- EXTRAIT DU DOCUMENT:
++++++++++++++++++++

Fatiha Agag-Boudjahlat et Zineb El Rhazoui, récompensées cette semaine, sont la preuve que la France n’est pas encore tout à fait morte. N’en déplaise à certains rappeurs…
Trois bonnes nouvelles, trois grandes joies. Le 5 novembre, le prix de la laïcité a récompensé Ariane Mnouchkine, Karima Bennoune, Virginie Tournay, Nadia Geerts et Fatiha Agag-Boudjahlat – félicitations à toutes, même si je me concentrerai sur la dernière, parce que j’ai l’honneur et le plaisir de la connaître. Et le 7 novembre, le Prix Simone Veil des Trophées « Elles de France » a été décerné à Zineb El Rhazoui, pour « son courage et sa force dans ses combats pour la défense de la laïcité, la lutte contre toutes les formes d’obscurantisme, et pour l’égalité femmes-hommes ».
Permettez-moi de savourer. De jubiler. De profiter d’un moment d’euphorie.

++++++++++++++++++++

- ENTRÉES FOURNIES:

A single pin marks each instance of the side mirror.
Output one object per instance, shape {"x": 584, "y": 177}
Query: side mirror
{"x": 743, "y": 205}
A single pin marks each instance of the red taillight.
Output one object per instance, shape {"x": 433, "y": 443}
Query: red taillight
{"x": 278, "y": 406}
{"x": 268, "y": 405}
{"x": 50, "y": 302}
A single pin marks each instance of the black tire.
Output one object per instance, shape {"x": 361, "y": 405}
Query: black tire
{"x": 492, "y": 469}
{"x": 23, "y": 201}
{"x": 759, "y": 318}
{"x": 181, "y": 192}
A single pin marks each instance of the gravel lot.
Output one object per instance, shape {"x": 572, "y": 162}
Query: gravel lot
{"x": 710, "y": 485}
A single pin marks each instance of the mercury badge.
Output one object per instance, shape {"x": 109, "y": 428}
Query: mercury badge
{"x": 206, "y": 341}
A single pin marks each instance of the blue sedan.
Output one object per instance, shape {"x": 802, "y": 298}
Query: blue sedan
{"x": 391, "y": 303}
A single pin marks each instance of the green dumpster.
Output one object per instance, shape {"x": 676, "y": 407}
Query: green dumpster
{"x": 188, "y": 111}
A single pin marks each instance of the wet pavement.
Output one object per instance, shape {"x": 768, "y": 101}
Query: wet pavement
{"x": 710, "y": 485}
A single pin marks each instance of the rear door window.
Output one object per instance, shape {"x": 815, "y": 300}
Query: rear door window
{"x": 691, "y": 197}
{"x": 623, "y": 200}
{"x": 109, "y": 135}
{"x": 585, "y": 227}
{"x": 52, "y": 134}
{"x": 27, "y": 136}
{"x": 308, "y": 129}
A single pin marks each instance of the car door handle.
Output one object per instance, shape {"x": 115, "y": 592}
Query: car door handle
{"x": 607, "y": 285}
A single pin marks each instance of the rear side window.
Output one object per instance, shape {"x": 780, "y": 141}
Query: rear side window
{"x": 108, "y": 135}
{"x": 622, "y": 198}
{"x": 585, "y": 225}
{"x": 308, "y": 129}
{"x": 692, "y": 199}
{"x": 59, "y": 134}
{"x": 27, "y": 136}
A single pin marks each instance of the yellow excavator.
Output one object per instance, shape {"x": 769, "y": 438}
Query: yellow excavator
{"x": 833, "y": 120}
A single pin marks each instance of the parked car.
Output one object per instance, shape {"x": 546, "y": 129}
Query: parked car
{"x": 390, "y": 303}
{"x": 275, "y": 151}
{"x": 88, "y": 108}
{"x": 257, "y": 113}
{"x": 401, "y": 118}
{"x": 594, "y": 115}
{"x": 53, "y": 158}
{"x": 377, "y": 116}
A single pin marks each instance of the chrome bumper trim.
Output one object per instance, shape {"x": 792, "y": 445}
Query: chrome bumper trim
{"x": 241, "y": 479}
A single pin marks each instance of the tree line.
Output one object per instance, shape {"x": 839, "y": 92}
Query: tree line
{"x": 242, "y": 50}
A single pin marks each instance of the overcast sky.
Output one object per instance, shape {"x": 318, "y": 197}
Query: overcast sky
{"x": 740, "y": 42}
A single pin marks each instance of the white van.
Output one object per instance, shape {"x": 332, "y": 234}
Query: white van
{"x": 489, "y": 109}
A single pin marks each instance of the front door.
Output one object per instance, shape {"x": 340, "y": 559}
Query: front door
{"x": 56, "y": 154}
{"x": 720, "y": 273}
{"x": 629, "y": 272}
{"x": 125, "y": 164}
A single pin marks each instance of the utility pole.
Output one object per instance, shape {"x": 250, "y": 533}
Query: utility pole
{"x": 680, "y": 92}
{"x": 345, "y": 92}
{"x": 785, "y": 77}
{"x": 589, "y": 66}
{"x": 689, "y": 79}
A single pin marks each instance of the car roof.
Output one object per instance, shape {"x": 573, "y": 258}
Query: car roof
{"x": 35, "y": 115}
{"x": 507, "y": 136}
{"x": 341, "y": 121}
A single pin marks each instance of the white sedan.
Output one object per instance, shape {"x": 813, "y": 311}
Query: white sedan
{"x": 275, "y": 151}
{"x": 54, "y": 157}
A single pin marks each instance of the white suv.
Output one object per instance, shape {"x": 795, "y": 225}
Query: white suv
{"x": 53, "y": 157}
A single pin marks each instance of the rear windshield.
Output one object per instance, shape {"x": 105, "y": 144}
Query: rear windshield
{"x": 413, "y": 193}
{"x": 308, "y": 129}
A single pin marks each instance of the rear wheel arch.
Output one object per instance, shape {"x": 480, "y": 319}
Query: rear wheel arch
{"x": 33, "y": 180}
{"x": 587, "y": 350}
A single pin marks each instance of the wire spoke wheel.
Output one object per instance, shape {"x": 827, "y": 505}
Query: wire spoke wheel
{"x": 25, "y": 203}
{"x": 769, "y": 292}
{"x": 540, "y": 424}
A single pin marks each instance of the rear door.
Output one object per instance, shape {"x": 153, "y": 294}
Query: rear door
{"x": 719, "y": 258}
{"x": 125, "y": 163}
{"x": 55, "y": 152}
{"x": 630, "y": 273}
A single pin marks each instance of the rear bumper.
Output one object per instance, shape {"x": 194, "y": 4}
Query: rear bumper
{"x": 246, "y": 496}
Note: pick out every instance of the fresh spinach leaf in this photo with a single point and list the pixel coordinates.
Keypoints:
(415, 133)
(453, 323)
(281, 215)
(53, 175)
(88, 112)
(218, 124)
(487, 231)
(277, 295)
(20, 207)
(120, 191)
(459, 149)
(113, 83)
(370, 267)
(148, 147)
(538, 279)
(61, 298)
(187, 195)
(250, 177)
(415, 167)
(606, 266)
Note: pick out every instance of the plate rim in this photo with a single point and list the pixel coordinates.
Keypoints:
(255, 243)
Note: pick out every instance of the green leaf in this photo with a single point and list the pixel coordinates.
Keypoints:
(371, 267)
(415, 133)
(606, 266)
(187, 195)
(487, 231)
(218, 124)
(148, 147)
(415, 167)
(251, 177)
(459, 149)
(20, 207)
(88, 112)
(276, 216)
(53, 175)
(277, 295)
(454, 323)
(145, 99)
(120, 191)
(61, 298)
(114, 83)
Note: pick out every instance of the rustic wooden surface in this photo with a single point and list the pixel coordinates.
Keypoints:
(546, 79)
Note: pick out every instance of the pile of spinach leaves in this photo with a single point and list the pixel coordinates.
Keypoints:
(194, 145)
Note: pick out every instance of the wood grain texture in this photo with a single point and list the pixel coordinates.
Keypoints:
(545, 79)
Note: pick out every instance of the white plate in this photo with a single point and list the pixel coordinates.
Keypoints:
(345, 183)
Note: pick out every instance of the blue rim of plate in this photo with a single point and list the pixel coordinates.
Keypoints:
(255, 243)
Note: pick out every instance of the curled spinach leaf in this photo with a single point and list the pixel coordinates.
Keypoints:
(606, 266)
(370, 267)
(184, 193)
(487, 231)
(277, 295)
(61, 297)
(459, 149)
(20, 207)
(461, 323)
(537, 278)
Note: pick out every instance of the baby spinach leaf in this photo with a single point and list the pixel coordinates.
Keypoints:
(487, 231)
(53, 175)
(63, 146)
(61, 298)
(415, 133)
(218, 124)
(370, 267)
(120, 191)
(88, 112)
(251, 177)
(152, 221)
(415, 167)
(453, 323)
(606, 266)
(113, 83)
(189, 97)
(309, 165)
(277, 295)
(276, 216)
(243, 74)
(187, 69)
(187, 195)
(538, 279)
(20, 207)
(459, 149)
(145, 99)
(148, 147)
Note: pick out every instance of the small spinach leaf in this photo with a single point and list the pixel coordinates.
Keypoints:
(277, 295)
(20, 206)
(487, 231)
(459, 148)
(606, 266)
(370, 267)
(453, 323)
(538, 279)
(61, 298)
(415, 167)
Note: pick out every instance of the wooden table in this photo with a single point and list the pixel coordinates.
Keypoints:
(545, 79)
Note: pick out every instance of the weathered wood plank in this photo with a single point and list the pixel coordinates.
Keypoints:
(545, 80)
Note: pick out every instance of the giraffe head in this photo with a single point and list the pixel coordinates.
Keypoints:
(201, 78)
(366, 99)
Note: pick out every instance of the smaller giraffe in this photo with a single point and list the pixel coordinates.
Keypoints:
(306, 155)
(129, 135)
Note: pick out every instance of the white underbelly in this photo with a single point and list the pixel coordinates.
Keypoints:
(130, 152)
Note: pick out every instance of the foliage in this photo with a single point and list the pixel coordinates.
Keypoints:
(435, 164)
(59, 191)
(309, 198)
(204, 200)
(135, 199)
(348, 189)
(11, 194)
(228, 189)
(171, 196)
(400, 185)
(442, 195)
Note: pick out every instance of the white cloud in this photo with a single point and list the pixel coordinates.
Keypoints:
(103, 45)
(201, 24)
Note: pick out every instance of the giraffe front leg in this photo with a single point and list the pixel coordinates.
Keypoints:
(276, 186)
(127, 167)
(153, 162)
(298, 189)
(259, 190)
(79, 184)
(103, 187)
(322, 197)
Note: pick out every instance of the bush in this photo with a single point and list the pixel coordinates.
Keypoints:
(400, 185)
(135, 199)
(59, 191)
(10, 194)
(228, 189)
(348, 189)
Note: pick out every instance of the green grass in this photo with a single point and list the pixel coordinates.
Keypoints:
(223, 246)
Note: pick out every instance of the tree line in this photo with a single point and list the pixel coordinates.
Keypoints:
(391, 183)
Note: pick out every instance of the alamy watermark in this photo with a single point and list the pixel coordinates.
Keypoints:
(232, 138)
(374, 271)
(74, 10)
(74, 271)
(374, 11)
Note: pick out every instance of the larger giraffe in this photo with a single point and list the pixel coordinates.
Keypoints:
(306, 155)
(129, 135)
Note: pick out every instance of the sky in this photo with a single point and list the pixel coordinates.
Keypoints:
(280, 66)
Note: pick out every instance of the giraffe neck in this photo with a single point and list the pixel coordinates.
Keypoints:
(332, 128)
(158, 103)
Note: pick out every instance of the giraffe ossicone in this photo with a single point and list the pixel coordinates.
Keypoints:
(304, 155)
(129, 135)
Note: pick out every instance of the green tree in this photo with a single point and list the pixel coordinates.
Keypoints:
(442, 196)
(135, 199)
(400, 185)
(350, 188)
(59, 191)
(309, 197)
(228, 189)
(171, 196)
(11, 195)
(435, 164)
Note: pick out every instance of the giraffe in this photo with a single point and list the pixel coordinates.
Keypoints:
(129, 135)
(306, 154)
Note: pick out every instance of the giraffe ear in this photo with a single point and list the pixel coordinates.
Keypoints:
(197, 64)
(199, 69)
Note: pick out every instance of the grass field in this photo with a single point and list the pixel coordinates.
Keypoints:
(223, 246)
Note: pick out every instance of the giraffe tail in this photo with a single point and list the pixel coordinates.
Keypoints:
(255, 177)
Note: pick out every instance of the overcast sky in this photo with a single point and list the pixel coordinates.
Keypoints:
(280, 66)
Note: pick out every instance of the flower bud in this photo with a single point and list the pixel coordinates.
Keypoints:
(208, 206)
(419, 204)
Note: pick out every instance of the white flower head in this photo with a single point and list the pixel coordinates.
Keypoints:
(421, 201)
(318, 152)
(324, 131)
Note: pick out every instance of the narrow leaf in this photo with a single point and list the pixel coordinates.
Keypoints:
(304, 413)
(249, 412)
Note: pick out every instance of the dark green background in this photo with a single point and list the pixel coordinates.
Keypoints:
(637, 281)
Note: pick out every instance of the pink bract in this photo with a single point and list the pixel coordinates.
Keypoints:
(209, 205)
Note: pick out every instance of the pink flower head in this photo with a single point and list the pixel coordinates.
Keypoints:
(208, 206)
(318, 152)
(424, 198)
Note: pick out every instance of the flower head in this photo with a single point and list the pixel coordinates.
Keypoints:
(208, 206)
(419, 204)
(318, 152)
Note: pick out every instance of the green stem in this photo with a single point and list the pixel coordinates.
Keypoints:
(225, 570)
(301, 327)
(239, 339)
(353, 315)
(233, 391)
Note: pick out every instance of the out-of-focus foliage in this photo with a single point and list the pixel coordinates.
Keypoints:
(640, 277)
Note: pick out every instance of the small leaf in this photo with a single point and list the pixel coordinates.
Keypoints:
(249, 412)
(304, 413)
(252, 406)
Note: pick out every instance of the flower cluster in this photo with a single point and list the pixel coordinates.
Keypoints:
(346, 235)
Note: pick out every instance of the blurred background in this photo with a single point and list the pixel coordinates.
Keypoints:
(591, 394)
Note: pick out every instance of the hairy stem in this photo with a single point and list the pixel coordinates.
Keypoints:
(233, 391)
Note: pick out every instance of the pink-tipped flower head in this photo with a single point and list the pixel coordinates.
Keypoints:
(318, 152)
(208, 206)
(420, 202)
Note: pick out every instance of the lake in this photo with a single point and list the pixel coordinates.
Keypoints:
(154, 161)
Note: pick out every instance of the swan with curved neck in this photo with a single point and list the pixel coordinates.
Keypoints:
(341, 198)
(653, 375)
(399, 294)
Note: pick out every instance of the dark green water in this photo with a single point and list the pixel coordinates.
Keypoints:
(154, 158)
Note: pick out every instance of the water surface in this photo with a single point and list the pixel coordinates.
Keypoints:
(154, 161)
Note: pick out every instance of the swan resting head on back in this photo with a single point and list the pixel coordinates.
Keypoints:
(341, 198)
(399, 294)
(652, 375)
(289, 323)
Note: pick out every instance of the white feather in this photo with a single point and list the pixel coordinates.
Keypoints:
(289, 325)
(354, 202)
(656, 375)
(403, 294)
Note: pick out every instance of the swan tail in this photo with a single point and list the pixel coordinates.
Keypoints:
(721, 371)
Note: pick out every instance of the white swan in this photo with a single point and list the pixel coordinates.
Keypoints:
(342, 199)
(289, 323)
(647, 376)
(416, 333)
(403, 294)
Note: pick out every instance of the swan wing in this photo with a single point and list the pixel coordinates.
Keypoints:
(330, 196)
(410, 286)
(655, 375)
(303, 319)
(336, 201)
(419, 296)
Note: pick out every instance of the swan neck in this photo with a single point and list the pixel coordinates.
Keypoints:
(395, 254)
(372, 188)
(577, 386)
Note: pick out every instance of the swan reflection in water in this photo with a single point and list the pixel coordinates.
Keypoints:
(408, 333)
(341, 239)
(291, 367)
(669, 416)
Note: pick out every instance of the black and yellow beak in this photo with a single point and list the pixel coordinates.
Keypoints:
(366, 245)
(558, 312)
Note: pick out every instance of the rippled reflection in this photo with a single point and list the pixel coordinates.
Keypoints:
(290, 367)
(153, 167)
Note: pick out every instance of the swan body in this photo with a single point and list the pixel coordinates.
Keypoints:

++++++++++++++++++++

- TÂCHES À RÉALISER:
(a) Selon l'extrait du document, quel prix a été décerné à Zineb El Rhazoui le 7 novembre ?
(b) Repérez dans les entrées chaque ligne qui contient le mot "white" et recopiez-la.

- SOLUTIONS COMPLÈTES:
(a) Le Prix Simone Veil des Trophées « Elles de France ».

(b)
A single pin marks each instance of the white van.
Query: white van
A single pin marks each instance of the white sedan.
Query: white sedan
A single pin marks each instance of the white suv.
Query: white suv
Note: pick out every instance of the white plate in this photo with a single point and list the pixel coordinates.
Note: pick out every instance of the white underbelly in this photo with a single point and list the pixel coordinates.
Note: pick out every instance of the white cloud in this photo with a single point and list the pixel coordinates.
Note: pick out every instance of the white flower head in this photo with a single point and list the pixel coordinates.
Note: pick out every instance of the white feather in this photo with a single point and list the pixel coordinates.
Note: pick out every instance of the white swan in this photo with a single point and list the pixel coordinates.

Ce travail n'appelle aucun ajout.